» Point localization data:
—————
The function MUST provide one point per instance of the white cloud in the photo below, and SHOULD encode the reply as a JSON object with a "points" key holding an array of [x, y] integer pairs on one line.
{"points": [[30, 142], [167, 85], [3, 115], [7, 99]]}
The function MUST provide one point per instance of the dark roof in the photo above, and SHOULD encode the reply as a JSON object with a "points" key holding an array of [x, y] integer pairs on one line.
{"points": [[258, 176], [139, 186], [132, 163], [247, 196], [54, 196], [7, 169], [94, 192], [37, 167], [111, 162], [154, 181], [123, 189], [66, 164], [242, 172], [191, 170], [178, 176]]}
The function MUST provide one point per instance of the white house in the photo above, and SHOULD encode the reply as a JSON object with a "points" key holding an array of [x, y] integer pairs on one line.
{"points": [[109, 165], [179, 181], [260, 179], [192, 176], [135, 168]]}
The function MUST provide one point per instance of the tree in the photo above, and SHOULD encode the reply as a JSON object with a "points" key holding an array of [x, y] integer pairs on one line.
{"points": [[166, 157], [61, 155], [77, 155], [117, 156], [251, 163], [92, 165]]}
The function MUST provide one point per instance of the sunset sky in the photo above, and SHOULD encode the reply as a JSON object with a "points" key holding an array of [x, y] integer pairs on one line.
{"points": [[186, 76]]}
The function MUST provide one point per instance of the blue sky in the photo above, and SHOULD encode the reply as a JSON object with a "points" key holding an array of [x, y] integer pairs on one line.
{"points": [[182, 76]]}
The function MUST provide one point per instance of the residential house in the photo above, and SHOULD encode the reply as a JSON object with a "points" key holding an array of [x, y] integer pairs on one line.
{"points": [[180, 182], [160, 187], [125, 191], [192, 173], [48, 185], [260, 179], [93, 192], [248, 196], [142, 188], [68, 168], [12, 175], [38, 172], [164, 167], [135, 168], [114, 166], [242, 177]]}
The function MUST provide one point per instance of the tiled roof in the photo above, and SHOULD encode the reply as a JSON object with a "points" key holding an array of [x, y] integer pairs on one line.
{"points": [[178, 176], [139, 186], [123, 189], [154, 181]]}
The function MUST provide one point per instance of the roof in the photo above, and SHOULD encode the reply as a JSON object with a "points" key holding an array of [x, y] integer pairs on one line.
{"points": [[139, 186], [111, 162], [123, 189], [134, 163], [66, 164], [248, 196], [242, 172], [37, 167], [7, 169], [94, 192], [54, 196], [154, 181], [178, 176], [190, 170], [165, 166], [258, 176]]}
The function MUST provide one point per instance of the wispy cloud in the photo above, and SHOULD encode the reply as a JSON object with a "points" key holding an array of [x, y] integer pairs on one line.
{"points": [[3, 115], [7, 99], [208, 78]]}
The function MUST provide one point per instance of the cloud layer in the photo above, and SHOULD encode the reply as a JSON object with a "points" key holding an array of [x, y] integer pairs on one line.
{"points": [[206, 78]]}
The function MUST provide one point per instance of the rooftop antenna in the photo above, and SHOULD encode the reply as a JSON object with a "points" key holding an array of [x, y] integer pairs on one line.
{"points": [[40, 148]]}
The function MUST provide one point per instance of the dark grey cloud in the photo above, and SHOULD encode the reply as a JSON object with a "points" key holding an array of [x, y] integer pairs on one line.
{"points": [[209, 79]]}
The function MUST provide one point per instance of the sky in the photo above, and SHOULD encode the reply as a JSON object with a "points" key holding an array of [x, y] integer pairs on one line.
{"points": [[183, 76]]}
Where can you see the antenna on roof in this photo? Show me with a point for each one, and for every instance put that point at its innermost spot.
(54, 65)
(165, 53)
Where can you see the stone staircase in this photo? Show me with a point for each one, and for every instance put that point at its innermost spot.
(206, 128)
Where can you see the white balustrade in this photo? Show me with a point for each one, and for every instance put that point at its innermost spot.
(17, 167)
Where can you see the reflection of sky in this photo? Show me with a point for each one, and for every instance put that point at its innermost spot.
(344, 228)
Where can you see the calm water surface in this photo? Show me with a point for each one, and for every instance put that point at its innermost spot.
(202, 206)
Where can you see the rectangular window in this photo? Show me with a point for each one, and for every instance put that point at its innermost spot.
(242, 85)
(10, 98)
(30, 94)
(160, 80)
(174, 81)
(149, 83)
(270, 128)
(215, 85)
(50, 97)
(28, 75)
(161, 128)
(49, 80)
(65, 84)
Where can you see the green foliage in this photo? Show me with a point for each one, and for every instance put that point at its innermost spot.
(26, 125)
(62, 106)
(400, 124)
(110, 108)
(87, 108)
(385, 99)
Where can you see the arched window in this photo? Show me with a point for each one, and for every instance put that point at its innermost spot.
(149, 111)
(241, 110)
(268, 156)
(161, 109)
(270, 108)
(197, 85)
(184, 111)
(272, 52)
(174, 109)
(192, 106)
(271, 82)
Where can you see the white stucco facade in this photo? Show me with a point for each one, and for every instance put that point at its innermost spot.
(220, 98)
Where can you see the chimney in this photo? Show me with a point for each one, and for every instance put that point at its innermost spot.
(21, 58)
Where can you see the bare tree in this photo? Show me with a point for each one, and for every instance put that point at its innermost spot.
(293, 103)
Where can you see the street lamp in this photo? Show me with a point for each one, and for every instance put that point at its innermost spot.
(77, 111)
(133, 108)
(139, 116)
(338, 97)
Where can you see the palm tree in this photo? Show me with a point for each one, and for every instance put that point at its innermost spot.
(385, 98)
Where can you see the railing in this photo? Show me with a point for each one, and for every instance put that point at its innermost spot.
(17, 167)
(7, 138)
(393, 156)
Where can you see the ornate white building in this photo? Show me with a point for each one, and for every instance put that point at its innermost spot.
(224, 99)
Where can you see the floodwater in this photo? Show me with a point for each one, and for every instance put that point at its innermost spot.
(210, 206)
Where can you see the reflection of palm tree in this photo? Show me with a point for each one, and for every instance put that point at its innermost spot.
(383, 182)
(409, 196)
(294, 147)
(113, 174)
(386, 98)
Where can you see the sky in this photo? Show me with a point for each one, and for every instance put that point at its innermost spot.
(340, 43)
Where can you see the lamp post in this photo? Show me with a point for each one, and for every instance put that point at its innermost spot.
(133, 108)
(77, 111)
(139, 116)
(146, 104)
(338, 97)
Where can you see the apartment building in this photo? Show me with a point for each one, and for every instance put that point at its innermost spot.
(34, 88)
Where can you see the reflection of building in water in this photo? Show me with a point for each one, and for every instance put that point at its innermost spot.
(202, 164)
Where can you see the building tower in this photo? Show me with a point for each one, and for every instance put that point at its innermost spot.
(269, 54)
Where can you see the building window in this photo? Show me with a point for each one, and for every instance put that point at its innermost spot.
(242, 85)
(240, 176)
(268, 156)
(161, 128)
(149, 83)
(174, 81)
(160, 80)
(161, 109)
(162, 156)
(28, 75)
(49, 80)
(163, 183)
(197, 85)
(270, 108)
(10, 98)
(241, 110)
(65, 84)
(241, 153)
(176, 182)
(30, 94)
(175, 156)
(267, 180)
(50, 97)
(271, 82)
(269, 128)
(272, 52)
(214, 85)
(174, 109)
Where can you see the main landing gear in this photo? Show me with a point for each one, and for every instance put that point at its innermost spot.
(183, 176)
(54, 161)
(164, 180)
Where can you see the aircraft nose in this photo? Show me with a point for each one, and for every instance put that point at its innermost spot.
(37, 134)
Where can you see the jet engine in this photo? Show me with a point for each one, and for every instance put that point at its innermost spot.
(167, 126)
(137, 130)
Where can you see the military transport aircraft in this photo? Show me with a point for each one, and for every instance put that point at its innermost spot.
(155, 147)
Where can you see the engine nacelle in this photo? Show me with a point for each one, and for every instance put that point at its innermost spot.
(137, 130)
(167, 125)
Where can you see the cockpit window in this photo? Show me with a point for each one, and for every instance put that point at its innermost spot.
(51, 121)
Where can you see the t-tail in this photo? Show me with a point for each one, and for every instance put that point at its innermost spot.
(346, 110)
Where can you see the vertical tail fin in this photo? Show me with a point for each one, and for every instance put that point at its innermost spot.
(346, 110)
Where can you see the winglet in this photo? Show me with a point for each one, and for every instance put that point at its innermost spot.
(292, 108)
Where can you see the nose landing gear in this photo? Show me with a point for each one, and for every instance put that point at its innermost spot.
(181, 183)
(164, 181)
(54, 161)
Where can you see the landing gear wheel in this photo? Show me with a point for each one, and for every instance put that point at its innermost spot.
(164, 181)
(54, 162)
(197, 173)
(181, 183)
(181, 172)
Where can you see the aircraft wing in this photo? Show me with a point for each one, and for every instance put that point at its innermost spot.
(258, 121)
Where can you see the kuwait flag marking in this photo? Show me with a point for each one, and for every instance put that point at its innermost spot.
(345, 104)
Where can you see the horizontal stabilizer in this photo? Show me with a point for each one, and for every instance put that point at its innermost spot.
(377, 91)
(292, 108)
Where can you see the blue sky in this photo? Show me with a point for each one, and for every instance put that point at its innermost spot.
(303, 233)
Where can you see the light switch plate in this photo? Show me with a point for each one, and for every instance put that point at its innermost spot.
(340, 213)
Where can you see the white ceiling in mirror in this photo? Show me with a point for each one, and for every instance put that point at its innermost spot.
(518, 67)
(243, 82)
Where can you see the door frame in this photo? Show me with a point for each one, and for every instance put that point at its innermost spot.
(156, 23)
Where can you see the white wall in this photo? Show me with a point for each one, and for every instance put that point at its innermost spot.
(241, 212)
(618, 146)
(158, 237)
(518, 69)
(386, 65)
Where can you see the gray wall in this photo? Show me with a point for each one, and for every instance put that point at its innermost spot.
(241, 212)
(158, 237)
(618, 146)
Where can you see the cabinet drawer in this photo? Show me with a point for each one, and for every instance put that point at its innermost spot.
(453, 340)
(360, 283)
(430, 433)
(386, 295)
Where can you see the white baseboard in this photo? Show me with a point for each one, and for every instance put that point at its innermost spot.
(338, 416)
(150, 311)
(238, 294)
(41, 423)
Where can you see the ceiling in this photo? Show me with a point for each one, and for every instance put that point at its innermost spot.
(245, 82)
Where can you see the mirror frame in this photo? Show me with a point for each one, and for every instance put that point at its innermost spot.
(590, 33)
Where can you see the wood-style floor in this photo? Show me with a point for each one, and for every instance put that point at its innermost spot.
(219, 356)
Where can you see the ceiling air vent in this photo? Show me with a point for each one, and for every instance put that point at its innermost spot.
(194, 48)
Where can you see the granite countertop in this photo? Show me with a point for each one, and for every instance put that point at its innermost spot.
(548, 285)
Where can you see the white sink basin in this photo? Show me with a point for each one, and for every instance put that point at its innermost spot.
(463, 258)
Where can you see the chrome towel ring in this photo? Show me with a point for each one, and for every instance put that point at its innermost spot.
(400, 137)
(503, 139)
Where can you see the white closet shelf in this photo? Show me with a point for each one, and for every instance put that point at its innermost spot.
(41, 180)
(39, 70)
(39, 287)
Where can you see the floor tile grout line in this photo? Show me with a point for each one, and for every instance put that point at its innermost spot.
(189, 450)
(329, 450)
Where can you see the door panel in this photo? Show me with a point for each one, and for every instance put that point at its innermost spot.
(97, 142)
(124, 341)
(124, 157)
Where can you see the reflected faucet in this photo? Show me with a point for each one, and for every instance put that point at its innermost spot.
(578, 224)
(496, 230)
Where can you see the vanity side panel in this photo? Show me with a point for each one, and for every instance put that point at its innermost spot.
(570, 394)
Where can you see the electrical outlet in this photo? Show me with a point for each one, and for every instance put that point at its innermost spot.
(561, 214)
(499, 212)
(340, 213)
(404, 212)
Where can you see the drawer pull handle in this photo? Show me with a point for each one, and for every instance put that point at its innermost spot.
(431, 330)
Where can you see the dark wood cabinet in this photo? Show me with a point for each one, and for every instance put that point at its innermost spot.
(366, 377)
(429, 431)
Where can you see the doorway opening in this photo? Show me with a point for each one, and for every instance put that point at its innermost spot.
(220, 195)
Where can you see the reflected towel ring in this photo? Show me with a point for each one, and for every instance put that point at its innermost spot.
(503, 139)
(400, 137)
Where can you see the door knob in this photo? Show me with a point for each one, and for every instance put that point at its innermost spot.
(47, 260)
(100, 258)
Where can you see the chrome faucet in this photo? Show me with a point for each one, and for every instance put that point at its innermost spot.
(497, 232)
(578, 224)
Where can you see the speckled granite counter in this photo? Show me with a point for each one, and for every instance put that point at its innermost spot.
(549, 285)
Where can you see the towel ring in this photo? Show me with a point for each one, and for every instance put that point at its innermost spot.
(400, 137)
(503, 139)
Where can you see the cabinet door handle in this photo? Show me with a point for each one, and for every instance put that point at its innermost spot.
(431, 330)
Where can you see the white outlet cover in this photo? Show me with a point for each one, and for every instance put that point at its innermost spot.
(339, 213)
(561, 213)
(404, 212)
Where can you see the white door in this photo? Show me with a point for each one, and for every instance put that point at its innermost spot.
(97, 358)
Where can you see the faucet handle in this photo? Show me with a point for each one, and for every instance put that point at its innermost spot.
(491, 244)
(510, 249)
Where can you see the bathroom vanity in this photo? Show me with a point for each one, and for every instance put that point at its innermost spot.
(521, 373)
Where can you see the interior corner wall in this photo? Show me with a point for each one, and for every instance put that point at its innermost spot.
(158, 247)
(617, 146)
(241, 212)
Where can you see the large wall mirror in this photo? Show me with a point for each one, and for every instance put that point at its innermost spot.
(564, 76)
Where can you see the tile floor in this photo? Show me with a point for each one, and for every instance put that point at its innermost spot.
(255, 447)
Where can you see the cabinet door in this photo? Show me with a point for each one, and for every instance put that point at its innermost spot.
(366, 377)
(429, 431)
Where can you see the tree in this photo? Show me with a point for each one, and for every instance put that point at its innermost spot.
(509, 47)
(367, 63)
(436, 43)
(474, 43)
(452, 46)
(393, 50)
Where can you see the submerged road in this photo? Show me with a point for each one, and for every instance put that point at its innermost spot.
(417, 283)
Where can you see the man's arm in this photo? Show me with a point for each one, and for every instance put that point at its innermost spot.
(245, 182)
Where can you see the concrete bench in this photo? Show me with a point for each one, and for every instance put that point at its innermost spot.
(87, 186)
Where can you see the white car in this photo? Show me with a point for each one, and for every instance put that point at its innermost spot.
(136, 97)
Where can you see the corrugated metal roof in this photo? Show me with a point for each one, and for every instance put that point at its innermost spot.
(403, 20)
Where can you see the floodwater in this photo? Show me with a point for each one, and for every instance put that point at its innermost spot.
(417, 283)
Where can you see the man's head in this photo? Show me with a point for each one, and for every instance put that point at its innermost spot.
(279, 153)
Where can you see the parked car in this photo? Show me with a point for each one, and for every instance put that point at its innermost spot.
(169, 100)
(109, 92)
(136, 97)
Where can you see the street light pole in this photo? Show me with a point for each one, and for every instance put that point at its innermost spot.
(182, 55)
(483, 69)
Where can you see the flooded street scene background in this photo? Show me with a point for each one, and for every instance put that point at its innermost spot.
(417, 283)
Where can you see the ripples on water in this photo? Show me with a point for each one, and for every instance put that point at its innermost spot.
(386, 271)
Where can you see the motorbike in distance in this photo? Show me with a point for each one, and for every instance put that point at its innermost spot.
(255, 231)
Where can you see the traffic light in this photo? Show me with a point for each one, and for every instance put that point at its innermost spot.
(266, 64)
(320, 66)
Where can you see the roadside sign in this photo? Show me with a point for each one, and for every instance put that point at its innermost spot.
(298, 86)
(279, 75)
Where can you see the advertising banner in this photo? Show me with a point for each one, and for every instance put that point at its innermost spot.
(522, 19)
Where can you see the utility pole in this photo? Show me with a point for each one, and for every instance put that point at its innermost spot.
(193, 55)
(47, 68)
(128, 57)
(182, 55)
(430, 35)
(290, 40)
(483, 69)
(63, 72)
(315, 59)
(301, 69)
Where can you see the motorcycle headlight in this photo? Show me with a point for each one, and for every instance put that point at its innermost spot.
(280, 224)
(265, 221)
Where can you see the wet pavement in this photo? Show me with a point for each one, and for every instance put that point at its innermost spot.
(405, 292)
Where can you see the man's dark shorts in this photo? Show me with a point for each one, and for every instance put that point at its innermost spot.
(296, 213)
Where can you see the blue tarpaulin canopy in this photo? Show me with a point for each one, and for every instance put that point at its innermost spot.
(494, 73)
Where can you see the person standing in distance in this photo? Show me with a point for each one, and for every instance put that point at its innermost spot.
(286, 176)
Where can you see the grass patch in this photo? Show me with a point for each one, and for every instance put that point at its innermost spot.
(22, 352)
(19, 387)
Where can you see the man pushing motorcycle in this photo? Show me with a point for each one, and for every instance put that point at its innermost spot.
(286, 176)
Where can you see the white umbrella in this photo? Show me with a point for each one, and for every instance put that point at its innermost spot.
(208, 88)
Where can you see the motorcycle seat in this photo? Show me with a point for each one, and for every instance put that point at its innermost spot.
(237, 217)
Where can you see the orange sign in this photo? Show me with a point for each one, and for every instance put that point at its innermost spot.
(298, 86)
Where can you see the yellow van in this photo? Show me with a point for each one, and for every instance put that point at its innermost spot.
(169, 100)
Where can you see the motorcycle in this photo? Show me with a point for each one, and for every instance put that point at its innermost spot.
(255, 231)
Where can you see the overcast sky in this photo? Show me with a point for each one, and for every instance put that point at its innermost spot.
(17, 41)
—————
» Exercise:
Return only this span, exactly: the line that contains "Where can you see the overcast" and all lines after it to the end of the records.

» Reply to the task:
Where can you see the overcast sky in this photo? Show me with a point for each one, and for every instance put that point at its innermost spot.
(17, 41)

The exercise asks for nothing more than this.